[WHAT IS BEING ASKED] In the text below about AMIDEAST's scholarship fund, which university will Antoine Azar from Lebanon attend?

== TEXT SEGMENT

Nada is one of several impressive young Arab women and men who have received full scholarships for undergraduate study in the United States. Like Nada, they come from families lacking the means to afford a top quality higher education. Personalized coaching and other scholarship application services and assistance undertaken on their behalf by AMIDEAST’s Diana Kamal Scholarship Search Fund (DKSSF) enabled these students to stand out from the tens of thousands of other college applicants this year and qualify for life-changing scholarships that will cover the full costs of four years of undergraduate study in a U.S. institution.
The DKSSF scholars — three women and three men — include two other West Bank youth, Natasha Emya and Qais Iwaidat, who will attend Mt. Holyoke College and the University of Pennsylvania, respectively; Mohammad AlHammami from Gaza, who will study at Franklin and Marshall College; Hanane Lahnaoui from Morocco, who will attend St. Lawrence University; and Antoine Azar from Lebanon, who will attend Loyola Marymount University.
AMIDEAST established the DKSSF in 2006 in order to assist talented Arab youth who lack the resources to pursue an education that will realize their potential. The project, now in its fifth year, arose from a desire to do more for the many youth in this category who come to the attention of instructors and educational advisers at AMIDEAST’s network of field offices in the region. The DKSSF enables AMIDEAST to identify strong prospects and apply on their behalf to colleges and universities in the United States.
In the five years of conducting DKSSF scholarship searches, students from several countries across the region have received scholarships from Barnard, Carthage, Grinnell, Haverford, Williams, and Wilson Colleges, MIT, and American University, among others. Each participant is convinced that the opportunities provided to them have done nothing short of change the direction of their lives and help them find a path to realizing their goals. Equally important, the DKSSF scholars are bringing their unique experiences and insights to these institutions, enriching academic dialogue and contributing to campus cultural, social, and civic life.
MEET THE 2011 DKKSF SCHOLARS:
Nada Rehan, who is from the West Bank and will be attending Mount Holyoke College, plans to study International Relations as part of her goal to build bridges of understanding between Palestinians and Americans. She is looking forward to meeting people from different countries, religions, and cultures and gaining a better understanding of their diverse perspectives. ”My dream is to help my country live in peace and to draw a smile on the kids faces in my refugee camp. I believe I can add a lot to my community and help make it a much better place.”

====
== INPUT DATA

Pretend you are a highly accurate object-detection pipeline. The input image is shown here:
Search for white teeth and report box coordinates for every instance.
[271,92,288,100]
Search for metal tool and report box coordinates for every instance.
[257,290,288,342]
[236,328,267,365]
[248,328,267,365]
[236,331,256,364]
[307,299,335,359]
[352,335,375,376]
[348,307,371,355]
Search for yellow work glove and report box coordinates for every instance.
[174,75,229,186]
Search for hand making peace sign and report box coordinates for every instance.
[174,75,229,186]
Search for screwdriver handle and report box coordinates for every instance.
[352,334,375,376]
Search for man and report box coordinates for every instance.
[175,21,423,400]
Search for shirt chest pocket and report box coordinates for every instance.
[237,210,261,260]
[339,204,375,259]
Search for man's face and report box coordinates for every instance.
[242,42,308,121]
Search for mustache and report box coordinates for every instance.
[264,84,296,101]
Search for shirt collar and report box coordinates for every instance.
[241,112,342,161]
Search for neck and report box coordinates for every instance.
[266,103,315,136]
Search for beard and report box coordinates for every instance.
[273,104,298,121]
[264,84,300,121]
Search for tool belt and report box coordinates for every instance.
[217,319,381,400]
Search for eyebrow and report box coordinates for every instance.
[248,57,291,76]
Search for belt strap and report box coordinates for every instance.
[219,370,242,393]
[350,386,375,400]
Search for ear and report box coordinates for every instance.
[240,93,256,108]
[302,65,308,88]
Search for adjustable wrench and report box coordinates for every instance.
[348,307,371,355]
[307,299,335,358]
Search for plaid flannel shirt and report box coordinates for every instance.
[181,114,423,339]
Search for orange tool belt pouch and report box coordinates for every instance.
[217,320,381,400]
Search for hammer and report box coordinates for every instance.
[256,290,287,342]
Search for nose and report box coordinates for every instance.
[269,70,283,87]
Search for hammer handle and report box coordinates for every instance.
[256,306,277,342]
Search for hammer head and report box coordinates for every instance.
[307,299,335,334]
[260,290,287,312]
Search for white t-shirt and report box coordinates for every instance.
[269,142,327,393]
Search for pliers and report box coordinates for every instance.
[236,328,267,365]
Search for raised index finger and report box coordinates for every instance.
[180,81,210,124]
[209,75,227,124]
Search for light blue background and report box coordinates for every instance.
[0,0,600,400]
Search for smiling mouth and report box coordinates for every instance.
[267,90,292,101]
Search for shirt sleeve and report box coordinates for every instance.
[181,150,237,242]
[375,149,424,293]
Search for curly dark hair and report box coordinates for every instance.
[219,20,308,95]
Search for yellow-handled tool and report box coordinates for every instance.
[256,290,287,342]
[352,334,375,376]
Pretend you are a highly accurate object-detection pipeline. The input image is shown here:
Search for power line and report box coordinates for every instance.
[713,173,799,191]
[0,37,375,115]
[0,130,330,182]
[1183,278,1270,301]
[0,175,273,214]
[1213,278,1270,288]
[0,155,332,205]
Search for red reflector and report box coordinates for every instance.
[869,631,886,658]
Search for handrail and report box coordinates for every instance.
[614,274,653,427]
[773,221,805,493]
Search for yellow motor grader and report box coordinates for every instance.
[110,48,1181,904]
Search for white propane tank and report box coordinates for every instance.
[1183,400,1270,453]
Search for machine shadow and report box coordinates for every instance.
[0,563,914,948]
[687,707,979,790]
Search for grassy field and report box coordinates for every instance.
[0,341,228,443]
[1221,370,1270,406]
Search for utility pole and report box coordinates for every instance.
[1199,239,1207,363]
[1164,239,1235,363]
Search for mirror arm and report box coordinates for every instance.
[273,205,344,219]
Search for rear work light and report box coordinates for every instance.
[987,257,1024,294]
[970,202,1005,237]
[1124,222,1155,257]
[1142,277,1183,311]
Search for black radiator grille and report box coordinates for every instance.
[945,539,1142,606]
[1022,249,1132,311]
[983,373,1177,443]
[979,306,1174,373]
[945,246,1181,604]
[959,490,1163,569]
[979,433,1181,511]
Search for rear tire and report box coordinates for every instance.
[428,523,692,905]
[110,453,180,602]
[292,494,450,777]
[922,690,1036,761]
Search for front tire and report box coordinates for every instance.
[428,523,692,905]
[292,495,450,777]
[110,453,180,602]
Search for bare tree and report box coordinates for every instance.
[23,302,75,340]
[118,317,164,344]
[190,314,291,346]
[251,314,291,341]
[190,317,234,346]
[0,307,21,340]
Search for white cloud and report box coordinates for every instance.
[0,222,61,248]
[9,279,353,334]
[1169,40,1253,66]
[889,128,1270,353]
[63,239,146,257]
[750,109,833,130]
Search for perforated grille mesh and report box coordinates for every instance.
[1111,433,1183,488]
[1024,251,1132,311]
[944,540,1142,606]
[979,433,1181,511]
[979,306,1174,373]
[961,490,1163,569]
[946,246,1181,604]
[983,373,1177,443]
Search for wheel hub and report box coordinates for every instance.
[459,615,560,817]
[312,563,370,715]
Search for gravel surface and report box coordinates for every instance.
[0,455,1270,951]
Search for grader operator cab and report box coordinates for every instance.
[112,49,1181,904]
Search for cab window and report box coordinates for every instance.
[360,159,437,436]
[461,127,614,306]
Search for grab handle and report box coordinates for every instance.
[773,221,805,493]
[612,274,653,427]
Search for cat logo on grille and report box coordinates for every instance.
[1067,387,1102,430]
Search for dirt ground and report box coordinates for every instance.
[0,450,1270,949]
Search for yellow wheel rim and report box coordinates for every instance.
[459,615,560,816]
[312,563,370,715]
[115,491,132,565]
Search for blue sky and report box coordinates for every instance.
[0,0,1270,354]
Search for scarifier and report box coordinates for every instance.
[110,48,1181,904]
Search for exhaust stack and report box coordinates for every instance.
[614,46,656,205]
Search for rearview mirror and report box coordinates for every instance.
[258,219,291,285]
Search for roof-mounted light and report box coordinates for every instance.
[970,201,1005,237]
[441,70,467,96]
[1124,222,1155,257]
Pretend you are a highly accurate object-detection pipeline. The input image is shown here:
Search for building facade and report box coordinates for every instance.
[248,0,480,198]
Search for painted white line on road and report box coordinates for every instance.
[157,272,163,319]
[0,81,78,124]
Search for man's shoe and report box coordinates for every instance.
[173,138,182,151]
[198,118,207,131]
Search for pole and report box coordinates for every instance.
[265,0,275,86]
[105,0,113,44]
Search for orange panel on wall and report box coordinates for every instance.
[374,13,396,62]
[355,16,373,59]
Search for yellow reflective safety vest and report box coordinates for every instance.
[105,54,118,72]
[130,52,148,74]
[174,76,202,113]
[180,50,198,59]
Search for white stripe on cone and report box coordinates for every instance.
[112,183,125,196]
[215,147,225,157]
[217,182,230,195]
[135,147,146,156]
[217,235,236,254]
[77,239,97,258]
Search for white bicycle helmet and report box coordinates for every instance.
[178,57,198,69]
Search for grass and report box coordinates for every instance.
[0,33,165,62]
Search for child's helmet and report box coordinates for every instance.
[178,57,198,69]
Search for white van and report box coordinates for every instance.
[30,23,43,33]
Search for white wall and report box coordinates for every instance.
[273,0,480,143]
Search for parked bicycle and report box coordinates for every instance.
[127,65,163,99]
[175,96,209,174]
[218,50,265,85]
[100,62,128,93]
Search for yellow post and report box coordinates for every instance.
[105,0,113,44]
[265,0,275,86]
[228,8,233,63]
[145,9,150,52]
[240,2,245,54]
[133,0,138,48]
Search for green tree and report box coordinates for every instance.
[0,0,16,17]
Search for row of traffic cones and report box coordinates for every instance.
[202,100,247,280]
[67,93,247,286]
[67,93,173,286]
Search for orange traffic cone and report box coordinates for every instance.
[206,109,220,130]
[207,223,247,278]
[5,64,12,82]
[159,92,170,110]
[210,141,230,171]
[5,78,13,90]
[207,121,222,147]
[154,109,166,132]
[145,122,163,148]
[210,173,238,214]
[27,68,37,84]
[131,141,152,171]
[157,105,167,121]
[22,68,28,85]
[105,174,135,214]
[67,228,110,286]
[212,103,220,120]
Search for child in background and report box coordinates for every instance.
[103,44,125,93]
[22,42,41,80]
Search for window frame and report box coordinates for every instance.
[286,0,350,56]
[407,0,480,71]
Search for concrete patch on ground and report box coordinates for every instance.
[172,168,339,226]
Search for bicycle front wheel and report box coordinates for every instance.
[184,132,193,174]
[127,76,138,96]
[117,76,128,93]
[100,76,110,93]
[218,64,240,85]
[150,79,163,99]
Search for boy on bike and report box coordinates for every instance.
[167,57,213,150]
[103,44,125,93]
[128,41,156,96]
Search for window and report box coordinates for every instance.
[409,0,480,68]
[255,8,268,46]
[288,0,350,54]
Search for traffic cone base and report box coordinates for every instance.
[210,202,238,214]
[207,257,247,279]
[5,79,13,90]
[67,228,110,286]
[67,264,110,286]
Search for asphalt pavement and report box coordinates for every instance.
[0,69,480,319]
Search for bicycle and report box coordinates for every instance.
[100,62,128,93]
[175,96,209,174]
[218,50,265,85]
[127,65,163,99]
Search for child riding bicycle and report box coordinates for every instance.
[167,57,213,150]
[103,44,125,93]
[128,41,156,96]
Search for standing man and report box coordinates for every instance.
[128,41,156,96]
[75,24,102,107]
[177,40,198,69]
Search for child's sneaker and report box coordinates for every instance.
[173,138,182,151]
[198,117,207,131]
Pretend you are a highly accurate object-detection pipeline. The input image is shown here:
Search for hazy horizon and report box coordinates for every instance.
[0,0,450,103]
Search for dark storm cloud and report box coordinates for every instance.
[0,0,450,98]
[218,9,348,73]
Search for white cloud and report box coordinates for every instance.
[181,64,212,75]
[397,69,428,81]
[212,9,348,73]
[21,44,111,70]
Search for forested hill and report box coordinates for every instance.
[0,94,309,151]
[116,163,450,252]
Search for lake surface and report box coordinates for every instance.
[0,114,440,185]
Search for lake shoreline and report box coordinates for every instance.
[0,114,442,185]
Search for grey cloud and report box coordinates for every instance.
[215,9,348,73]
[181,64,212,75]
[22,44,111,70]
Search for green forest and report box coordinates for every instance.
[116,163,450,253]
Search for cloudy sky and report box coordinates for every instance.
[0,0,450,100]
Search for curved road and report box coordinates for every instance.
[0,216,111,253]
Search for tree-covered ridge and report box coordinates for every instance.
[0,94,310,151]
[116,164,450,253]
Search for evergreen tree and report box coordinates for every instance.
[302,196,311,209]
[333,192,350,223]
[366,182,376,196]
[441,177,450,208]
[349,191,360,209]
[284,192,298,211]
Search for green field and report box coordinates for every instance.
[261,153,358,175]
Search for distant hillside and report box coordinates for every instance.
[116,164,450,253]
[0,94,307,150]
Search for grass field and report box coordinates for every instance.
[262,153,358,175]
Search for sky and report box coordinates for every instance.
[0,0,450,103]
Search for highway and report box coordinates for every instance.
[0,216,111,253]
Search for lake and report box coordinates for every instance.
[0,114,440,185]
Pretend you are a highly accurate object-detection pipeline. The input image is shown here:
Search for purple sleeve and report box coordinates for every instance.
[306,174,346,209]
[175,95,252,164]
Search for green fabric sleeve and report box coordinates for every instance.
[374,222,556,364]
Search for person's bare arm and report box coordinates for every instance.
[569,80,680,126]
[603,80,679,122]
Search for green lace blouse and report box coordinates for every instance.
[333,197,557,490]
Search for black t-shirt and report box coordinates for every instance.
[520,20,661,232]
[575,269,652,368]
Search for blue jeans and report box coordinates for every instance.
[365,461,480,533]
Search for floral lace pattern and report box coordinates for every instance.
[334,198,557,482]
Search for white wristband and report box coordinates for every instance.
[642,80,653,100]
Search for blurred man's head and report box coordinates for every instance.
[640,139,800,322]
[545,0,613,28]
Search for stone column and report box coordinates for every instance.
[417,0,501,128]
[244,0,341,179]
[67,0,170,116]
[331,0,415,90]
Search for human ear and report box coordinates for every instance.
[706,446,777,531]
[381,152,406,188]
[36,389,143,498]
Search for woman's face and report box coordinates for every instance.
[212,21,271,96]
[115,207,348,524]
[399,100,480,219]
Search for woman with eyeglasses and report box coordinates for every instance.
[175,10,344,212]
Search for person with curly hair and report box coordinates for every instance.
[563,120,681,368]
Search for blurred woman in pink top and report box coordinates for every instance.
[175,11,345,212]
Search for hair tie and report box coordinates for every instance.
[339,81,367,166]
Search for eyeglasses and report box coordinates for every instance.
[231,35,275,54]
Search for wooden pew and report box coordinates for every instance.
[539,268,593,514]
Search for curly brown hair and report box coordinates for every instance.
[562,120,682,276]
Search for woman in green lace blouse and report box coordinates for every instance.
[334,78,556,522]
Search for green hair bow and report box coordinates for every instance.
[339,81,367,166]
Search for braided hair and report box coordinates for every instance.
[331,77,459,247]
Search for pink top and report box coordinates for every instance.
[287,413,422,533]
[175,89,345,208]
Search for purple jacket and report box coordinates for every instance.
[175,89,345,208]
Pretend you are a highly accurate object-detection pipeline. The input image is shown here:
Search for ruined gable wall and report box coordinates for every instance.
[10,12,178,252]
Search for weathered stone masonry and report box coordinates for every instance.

====

[EXERCISE ANSWER] Loyola Marymount University